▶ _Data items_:
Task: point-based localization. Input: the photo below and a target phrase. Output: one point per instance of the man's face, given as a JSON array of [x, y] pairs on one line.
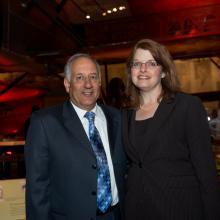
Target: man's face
[[84, 84]]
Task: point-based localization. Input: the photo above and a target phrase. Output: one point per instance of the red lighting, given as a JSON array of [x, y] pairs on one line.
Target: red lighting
[[8, 152]]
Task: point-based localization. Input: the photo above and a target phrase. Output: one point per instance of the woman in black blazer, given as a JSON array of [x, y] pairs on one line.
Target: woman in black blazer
[[172, 173]]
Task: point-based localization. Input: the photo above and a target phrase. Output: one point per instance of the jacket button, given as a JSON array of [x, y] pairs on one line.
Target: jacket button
[[93, 193], [94, 166]]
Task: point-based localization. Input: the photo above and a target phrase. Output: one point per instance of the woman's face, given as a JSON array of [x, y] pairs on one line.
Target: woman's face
[[146, 74]]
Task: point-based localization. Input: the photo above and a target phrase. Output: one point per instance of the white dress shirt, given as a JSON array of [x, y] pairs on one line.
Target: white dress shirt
[[101, 125]]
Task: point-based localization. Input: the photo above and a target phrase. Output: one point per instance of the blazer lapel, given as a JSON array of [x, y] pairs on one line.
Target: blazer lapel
[[161, 115], [112, 128], [74, 126]]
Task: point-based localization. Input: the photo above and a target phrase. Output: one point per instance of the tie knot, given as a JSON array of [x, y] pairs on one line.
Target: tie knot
[[90, 116]]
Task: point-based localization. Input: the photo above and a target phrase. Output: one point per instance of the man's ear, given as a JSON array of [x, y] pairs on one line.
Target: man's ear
[[66, 85]]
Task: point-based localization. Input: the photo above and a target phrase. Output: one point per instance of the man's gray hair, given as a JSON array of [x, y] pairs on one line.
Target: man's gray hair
[[67, 68]]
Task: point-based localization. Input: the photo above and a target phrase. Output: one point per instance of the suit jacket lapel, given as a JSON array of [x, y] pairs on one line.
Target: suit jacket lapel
[[161, 115], [74, 126], [112, 126]]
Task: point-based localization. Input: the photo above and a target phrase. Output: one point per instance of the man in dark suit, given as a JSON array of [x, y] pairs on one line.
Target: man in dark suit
[[61, 163]]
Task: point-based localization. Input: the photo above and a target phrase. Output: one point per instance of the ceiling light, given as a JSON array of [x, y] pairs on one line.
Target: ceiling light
[[121, 8]]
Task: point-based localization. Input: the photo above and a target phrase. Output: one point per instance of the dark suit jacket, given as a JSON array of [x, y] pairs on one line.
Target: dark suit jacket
[[61, 166], [173, 177]]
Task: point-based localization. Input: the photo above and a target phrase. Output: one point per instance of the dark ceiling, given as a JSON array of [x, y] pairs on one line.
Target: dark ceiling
[[49, 31]]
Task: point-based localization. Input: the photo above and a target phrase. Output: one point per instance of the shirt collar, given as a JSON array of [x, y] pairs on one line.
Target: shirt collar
[[81, 112]]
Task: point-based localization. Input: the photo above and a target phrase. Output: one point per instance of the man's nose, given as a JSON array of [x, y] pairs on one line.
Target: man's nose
[[87, 82]]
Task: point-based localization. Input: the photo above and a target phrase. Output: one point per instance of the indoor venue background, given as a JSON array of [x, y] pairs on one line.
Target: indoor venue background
[[38, 36]]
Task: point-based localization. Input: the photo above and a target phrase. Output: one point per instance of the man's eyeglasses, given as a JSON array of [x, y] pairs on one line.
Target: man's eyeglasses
[[79, 78], [150, 64]]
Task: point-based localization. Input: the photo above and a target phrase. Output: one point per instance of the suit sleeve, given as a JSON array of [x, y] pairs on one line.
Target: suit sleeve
[[37, 176], [199, 142]]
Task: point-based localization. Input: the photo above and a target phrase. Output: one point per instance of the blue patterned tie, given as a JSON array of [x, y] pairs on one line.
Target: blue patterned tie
[[104, 198]]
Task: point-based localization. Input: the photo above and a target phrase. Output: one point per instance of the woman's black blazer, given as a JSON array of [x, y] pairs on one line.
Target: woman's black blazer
[[173, 177]]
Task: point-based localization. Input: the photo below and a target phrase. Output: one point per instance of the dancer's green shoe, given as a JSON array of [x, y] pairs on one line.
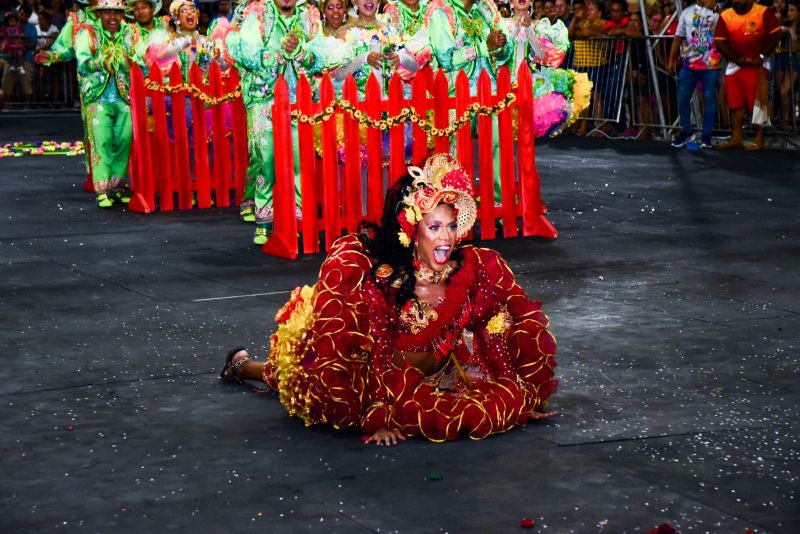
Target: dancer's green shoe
[[263, 233], [104, 202]]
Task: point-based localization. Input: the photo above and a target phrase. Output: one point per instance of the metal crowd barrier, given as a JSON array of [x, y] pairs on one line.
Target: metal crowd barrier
[[634, 92]]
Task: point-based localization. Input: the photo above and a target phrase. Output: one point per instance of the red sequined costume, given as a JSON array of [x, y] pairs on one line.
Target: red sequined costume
[[332, 357]]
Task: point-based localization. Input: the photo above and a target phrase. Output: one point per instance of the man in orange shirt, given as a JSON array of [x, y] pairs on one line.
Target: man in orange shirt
[[747, 34]]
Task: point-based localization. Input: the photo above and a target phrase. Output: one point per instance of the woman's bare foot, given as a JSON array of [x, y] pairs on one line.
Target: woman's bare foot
[[235, 360]]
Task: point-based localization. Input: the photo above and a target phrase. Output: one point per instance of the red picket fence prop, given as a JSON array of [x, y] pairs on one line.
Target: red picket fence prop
[[336, 205], [165, 168]]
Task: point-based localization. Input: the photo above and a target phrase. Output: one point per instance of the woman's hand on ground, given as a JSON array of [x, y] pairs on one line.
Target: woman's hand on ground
[[385, 437], [542, 415]]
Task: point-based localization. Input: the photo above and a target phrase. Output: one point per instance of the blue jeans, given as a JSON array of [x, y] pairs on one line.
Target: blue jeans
[[687, 82]]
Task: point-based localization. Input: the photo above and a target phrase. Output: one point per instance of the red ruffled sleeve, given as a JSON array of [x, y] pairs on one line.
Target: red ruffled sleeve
[[511, 331]]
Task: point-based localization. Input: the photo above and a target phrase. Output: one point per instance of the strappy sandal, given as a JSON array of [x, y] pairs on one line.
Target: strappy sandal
[[231, 370]]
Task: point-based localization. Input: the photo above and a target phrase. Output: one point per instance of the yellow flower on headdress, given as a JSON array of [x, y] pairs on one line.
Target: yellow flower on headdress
[[413, 214], [404, 239]]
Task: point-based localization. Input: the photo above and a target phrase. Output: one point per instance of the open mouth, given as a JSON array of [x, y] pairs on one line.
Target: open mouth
[[441, 254]]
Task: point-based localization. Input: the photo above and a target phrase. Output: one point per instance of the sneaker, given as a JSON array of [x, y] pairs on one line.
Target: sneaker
[[681, 139], [104, 202], [262, 234]]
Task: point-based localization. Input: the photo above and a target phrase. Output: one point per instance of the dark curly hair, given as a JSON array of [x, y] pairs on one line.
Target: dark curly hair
[[383, 244]]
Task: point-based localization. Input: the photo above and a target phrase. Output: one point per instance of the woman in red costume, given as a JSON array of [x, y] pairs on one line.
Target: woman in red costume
[[407, 332]]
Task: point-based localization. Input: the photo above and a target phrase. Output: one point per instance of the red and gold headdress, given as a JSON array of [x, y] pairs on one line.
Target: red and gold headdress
[[176, 5], [442, 180]]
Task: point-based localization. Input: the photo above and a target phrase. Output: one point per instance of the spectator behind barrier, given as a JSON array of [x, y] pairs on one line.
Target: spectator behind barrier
[[747, 35], [700, 63], [590, 56], [18, 70]]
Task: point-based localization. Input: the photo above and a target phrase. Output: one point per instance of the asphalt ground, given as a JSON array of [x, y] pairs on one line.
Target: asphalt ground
[[672, 290]]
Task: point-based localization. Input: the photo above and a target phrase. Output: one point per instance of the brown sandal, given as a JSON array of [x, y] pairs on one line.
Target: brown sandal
[[230, 372]]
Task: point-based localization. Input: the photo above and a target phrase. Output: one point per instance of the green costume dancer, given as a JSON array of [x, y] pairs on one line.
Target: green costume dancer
[[274, 39], [103, 65], [63, 49], [408, 16], [145, 23], [467, 35]]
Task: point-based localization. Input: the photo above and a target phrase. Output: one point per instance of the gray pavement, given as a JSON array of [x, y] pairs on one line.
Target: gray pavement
[[672, 290]]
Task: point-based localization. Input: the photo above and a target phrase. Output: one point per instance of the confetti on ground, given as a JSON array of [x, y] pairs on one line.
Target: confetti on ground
[[41, 148]]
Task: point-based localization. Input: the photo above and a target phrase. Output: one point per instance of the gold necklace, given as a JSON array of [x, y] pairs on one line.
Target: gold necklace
[[426, 274]]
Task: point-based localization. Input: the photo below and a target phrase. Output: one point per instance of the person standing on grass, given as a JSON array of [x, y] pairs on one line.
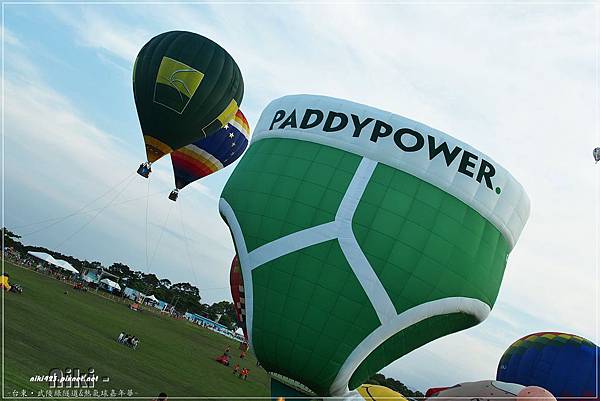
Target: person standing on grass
[[161, 397]]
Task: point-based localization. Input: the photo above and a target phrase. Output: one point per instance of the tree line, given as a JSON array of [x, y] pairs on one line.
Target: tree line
[[184, 296]]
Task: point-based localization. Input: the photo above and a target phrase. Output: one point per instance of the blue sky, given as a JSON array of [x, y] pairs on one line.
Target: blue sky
[[518, 82]]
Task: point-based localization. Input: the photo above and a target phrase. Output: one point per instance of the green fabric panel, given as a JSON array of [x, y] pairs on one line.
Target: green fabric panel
[[283, 185], [425, 244], [407, 340], [310, 312]]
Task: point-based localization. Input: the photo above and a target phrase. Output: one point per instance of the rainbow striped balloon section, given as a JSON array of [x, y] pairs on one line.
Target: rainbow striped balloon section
[[564, 364], [208, 155]]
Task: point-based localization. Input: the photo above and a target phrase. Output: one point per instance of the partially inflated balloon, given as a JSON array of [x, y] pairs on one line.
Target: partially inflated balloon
[[564, 364], [186, 87], [363, 235], [374, 392], [534, 393], [236, 283], [491, 390], [208, 155]]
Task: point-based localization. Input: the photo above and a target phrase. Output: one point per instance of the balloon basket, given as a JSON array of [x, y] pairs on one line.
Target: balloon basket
[[173, 195], [144, 170]]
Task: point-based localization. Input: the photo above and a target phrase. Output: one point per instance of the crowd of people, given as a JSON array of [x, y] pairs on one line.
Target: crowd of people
[[241, 372], [127, 339]]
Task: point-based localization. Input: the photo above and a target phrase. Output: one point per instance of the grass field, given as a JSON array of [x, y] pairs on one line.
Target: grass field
[[46, 329]]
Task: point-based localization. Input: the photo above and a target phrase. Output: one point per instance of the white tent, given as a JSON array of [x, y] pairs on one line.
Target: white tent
[[48, 258], [111, 283], [66, 265], [152, 298]]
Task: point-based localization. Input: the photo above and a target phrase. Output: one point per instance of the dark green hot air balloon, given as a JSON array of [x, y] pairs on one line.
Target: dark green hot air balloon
[[186, 87]]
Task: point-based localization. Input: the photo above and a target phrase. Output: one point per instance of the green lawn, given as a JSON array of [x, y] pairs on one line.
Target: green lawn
[[45, 329]]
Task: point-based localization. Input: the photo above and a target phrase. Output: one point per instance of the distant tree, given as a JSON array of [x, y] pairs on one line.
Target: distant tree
[[394, 384], [12, 240]]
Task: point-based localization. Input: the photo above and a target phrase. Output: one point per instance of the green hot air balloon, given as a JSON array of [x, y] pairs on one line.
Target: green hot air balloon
[[363, 235], [186, 87]]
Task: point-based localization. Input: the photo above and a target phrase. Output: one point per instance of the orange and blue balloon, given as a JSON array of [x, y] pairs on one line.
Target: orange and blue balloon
[[208, 155], [564, 364]]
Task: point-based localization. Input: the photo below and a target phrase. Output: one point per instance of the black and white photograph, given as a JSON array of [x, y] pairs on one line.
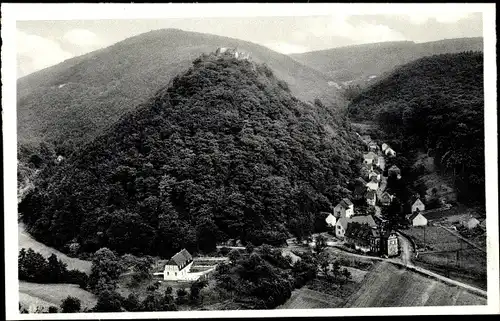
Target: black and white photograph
[[242, 160]]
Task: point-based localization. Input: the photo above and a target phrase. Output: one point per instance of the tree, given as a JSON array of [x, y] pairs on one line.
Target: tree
[[320, 243], [194, 293], [105, 271], [70, 305], [182, 296]]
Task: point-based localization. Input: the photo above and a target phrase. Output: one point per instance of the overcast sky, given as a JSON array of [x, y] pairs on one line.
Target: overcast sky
[[42, 44]]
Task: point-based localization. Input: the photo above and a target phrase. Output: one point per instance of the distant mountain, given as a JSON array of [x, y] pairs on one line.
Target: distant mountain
[[78, 98], [222, 151], [434, 104], [363, 63]]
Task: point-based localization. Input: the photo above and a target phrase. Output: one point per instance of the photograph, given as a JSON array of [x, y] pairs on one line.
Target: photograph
[[249, 160]]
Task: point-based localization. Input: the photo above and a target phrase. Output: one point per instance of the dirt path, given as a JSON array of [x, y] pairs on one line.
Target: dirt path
[[462, 238]]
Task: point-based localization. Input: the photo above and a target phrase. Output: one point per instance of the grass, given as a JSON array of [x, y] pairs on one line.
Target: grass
[[26, 241], [53, 294], [389, 286]]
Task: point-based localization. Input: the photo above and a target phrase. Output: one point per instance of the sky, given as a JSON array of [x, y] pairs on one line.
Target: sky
[[43, 43]]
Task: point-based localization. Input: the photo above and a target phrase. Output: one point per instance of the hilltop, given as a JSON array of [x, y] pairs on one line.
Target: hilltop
[[363, 63], [80, 97], [223, 151], [434, 105]]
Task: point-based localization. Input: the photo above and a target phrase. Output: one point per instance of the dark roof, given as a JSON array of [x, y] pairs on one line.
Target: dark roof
[[359, 231], [347, 201], [180, 259], [394, 168], [370, 194], [412, 216]]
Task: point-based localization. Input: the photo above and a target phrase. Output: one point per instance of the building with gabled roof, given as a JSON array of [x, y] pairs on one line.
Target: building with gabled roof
[[178, 266], [418, 205], [417, 219], [394, 171], [371, 197], [344, 208]]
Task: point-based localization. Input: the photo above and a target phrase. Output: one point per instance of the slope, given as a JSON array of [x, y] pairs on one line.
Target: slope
[[78, 98], [434, 104], [357, 63], [224, 151]]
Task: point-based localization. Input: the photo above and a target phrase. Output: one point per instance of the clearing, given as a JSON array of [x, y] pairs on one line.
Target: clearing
[[27, 241], [407, 289], [37, 294]]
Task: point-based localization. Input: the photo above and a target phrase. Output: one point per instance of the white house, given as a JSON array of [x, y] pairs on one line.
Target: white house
[[371, 198], [417, 206], [390, 152], [177, 268], [341, 225], [373, 184], [369, 158], [471, 223], [344, 208], [417, 219]]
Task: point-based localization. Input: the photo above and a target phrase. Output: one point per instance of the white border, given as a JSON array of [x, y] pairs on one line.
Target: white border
[[15, 12]]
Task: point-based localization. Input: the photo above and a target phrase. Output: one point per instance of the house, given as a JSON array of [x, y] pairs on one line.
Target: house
[[373, 184], [177, 268], [369, 158], [386, 199], [390, 152], [394, 171], [389, 243], [380, 162], [359, 192], [330, 219], [374, 173], [417, 219], [362, 236], [344, 208], [470, 223], [417, 206], [371, 197]]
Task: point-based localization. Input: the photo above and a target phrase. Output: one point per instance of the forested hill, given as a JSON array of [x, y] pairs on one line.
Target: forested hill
[[436, 104], [78, 98], [224, 151], [359, 62]]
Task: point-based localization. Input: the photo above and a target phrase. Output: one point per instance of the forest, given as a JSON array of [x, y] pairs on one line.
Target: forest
[[434, 104], [224, 151]]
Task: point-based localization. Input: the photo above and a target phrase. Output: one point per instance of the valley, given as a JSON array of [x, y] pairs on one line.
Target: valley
[[191, 178]]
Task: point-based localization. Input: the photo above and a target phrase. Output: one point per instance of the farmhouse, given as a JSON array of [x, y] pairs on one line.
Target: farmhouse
[[362, 236], [330, 219], [394, 171], [371, 197], [417, 219], [369, 157], [373, 184], [470, 223], [390, 152], [344, 208], [417, 206], [177, 268], [389, 244], [386, 199]]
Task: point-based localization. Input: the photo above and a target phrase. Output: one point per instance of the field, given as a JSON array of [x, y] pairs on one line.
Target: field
[[52, 294], [389, 286], [26, 241], [469, 265], [308, 299]]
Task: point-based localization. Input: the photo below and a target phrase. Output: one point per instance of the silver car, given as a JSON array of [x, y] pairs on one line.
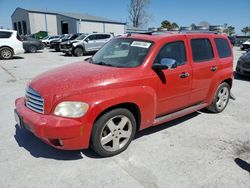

▶ _WORK ITEM_: Could you return all lines from the data above that contain the string "below"?

▶ _RESPONSE TO THIS TASK_:
Task: point-based localization. Input: the photo below and a target phrase. Output: one point per instance of the man's face, given as a JSON array of [x, y] pairs on one line.
Task: point-based localization. Input: the photo below and a target phrase. Output: one point per instance of the dancer's green shoe, given as a JSON array of [x, y] pairs on one line.
Task: point-based localization. Input: the photo below and a target phrase. Output: one point per instance of the person standing on grass, given as a JSON array of [x, y] pairs on one line.
Task: point-based localization. Input: the photo below and a target phrase. Output: one point per instance of the black and white photograph, given as a JSON array of [x, y] pairs on one line.
Task: point-based localization. Input: the photo below and a target phrase. Output: one point per instance of the silver car, given as a JSON array of [x, y] pairs on one line.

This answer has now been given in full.